# Exercise description:
Rewrite the listing below, replacing every "pick out" with "locate" and leaving everything else the same.

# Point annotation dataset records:
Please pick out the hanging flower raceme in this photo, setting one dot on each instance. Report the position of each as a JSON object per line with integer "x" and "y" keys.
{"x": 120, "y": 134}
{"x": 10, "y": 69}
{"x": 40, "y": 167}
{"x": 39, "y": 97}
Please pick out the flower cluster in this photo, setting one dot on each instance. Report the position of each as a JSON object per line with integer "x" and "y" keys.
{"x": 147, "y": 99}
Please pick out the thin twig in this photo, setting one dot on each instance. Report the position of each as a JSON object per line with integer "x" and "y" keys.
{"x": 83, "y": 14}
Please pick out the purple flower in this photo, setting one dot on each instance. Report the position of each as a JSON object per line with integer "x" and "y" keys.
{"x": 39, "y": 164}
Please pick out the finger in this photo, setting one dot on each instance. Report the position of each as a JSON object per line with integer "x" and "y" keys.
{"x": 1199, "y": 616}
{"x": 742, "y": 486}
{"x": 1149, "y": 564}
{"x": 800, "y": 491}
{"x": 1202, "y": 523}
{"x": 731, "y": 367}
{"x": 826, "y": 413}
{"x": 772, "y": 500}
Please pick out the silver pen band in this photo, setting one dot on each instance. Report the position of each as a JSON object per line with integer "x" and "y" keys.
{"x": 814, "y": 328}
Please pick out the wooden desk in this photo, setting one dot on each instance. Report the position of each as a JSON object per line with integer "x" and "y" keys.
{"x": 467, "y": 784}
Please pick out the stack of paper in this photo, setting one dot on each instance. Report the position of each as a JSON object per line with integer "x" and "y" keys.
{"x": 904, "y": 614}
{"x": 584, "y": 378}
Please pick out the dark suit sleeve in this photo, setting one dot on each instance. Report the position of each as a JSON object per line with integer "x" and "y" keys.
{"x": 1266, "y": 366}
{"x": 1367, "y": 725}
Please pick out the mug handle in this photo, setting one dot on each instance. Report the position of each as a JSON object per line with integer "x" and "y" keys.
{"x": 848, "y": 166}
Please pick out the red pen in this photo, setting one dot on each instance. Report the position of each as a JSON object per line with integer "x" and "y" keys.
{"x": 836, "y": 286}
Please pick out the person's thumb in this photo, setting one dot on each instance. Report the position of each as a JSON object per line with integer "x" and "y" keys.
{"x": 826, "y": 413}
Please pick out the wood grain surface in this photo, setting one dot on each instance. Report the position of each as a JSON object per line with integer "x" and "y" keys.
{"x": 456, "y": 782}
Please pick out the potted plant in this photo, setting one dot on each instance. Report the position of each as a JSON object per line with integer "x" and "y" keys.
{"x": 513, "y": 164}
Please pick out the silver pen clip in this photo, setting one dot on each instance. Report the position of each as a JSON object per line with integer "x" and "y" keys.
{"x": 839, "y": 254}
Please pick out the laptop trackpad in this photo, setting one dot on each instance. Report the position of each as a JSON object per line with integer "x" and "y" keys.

# Response to the task:
Please locate the hanging flower raceme in this photo, setting one dot on each instance. Report the position of each as a JSON object per line with integer "x" and "y" keys.
{"x": 120, "y": 134}
{"x": 10, "y": 69}
{"x": 40, "y": 167}
{"x": 39, "y": 97}
Please locate the flower cluster in this photo, setting one dot on each instance. Report the position of each as a JSON object per line with integer "x" and "y" keys.
{"x": 147, "y": 99}
Please locate the thin twig in this photo, setting one dot on each instance. Report the position of each as a JSON object per line with integer "x" and "y" keys.
{"x": 83, "y": 14}
Please locate the purple flower in this photo, setting one dot on each instance. Report the position of each as a JSON object per line with integer "x" and "y" keys.
{"x": 39, "y": 164}
Please locate the finger in this photo, setting one dot on each instance. Report the position of each as a JSON object per line with integer "x" and "y" keys.
{"x": 1199, "y": 616}
{"x": 742, "y": 486}
{"x": 1149, "y": 564}
{"x": 800, "y": 491}
{"x": 1202, "y": 523}
{"x": 731, "y": 367}
{"x": 826, "y": 413}
{"x": 772, "y": 500}
Please locate the silver pen band in this photo, setting one dot on each instance. Report the position of each as a JSON object per line with integer "x" and "y" keys.
{"x": 814, "y": 328}
Please locate the wooden desk in this photo, setting one dot on each instance. Report the position of each as a JSON object per line with integer "x" and "y" keys.
{"x": 467, "y": 784}
Please locate the stack of paper in this photo, setting one dot on each instance. Report the position of each as a JSON object per line with integer "x" and "y" keys.
{"x": 904, "y": 614}
{"x": 584, "y": 378}
Please locate the dark suit sleeve in this photo, setting one dot on each instance. Report the position of each as a JSON object per line with integer "x" and "y" keys.
{"x": 1266, "y": 366}
{"x": 1367, "y": 725}
Please locate the mug handle in this photo, setting one dot on each instance. Report the position of each as a JSON object per line with integer "x" and "y" keys.
{"x": 848, "y": 166}
Please locate the red pen in this photo, setting one dot on each instance. Report the position of each as a JSON object per line with integer "x" and "y" keys.
{"x": 836, "y": 286}
Please locate the person's thumb in this photo, setting one dot on each instance. Report the position of each as a JSON object per line with integer "x" and "y" keys.
{"x": 826, "y": 413}
Please locate the wood grain surface in this photo, setting one dot on each instance. Report the position of each as a JSON object per line with integer "x" and "y" keys.
{"x": 456, "y": 782}
Please locate the potted plant in this photo, setting one dot on each instance. Report the position of each as a JSON object per line with integer "x" and "y" keys.
{"x": 513, "y": 164}
Please locate the silver pen clip in this photo, setting one dot on each instance. Report the position of each as a JSON object per line with integer "x" and "y" keys.
{"x": 839, "y": 254}
Please locate the laptop trackpad in this photo, setting one dot on each instance. Report the position of each as a JSON object per line with integer "x" and "y" keys.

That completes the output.